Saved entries
────────────────────────────────────────

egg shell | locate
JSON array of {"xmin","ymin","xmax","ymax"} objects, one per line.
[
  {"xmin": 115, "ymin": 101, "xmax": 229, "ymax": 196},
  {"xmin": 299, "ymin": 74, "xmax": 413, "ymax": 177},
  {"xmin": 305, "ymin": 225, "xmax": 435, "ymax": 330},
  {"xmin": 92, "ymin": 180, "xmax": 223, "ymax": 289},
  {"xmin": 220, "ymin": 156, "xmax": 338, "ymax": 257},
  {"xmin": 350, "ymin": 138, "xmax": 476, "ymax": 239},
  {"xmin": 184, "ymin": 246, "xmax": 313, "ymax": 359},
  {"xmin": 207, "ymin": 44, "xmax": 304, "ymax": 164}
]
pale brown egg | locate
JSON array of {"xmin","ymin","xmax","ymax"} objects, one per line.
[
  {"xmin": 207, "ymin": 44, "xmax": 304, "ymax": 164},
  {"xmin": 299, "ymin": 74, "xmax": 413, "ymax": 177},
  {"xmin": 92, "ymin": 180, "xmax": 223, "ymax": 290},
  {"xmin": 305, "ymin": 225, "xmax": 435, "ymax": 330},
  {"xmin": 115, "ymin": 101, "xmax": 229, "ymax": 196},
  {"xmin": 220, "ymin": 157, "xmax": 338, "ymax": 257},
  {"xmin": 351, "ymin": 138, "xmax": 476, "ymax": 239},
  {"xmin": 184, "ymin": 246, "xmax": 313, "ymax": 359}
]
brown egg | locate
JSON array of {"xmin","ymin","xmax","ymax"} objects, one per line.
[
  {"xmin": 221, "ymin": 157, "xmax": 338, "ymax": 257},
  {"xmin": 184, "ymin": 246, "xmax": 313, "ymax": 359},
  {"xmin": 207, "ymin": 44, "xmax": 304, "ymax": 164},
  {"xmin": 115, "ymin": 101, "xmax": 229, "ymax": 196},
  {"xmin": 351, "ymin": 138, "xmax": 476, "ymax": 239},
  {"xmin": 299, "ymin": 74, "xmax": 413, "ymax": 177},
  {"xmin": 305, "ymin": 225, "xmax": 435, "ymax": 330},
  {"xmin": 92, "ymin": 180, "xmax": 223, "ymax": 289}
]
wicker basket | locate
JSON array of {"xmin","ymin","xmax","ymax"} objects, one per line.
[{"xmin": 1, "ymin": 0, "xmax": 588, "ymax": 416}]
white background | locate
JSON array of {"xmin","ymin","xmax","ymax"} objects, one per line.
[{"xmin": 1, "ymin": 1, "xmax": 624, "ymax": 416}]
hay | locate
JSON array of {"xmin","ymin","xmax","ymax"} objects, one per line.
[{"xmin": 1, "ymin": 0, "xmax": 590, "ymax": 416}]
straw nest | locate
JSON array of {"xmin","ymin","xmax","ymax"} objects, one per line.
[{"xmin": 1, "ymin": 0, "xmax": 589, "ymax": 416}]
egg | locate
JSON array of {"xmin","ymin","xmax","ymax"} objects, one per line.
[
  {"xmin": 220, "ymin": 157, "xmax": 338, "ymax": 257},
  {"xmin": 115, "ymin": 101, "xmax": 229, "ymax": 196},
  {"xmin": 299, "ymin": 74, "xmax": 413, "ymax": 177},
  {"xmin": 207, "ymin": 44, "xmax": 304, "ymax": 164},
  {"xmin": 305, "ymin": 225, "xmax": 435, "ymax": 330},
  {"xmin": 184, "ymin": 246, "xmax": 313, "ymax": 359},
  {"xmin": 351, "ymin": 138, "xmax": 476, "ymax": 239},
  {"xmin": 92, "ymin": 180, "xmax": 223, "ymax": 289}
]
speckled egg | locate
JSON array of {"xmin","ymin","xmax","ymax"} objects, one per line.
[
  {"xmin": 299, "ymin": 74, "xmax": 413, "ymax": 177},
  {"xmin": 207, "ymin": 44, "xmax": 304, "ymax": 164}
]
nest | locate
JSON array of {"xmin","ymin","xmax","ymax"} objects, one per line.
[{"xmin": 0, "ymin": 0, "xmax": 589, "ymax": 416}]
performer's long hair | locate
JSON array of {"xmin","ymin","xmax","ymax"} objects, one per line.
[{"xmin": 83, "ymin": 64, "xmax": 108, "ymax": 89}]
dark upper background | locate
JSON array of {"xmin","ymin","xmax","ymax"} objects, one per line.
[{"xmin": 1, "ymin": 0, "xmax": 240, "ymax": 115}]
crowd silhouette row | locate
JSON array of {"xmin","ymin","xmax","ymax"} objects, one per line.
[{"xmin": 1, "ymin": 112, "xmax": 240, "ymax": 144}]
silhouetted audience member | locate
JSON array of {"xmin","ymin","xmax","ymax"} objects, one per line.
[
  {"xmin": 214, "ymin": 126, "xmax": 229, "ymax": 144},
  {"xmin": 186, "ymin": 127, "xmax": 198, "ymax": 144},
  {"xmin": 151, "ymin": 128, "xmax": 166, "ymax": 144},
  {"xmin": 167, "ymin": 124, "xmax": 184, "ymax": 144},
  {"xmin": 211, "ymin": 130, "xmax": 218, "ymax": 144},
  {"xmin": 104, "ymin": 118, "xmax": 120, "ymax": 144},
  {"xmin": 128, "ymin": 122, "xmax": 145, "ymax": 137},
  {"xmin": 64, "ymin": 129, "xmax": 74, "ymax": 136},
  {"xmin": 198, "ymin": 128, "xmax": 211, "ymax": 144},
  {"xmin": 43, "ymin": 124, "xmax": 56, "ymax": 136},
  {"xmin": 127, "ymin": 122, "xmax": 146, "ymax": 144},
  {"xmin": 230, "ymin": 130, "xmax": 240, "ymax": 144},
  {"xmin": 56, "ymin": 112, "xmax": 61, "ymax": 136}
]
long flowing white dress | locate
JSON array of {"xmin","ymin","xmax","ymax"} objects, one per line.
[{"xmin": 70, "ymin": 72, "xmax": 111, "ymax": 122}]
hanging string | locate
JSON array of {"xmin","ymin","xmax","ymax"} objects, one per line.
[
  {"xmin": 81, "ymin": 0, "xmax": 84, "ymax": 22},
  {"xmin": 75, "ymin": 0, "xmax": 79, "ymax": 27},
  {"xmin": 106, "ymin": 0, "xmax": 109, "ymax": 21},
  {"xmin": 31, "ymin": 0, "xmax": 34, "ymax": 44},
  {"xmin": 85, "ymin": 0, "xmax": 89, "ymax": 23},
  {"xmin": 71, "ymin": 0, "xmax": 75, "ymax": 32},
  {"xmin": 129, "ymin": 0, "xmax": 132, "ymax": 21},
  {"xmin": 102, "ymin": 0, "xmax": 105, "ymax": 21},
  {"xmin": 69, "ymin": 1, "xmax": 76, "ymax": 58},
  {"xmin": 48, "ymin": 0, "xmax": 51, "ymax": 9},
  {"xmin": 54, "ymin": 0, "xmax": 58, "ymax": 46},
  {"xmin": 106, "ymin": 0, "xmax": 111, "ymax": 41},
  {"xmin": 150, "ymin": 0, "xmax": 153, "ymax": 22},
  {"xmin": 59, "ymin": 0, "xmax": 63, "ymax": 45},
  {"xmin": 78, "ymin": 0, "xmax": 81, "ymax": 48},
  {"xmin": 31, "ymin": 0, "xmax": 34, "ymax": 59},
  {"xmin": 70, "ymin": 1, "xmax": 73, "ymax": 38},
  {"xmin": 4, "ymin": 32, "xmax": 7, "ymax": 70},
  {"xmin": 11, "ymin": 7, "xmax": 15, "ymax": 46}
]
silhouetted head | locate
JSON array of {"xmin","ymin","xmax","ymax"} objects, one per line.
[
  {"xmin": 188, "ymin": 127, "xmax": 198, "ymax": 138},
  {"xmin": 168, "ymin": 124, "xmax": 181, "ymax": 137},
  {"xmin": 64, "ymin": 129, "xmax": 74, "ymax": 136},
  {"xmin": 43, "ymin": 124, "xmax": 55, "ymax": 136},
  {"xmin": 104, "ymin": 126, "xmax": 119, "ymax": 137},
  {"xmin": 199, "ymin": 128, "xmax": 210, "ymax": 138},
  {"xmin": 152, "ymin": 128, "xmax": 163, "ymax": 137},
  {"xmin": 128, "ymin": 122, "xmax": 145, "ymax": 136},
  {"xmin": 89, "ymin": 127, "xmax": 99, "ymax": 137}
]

────────────────────────────────────────

About this exercise
Print the lines above from the one with "performer's long hair | locate" through the one with "hanging string | locate", both included, exactly as written and nothing more.

Exercise output
performer's long hair | locate
JSON array of {"xmin","ymin","xmax","ymax"} objects, one per line.
[{"xmin": 83, "ymin": 64, "xmax": 108, "ymax": 89}]
dark upper background | locate
JSON array of {"xmin","ymin","xmax","ymax"} objects, one per line.
[{"xmin": 1, "ymin": 0, "xmax": 240, "ymax": 115}]
crowd silhouette row | locate
JSON array of {"xmin","ymin","xmax","ymax"} objects, one per line.
[{"xmin": 1, "ymin": 112, "xmax": 240, "ymax": 144}]
silhouetted audience member | locate
JSON array of {"xmin","ymin","xmax","ymax"} objects, one per line.
[
  {"xmin": 214, "ymin": 126, "xmax": 229, "ymax": 144},
  {"xmin": 186, "ymin": 127, "xmax": 198, "ymax": 144},
  {"xmin": 151, "ymin": 128, "xmax": 166, "ymax": 144},
  {"xmin": 167, "ymin": 124, "xmax": 184, "ymax": 144},
  {"xmin": 211, "ymin": 130, "xmax": 218, "ymax": 144},
  {"xmin": 104, "ymin": 118, "xmax": 120, "ymax": 144},
  {"xmin": 128, "ymin": 122, "xmax": 145, "ymax": 137},
  {"xmin": 64, "ymin": 129, "xmax": 74, "ymax": 136},
  {"xmin": 198, "ymin": 128, "xmax": 211, "ymax": 144},
  {"xmin": 43, "ymin": 124, "xmax": 56, "ymax": 136},
  {"xmin": 127, "ymin": 122, "xmax": 146, "ymax": 144},
  {"xmin": 230, "ymin": 130, "xmax": 240, "ymax": 144},
  {"xmin": 56, "ymin": 112, "xmax": 61, "ymax": 136}
]
long flowing white dress | locate
JSON array of {"xmin","ymin","xmax","ymax"} objects, one per line.
[{"xmin": 70, "ymin": 72, "xmax": 111, "ymax": 122}]
hanging string | locate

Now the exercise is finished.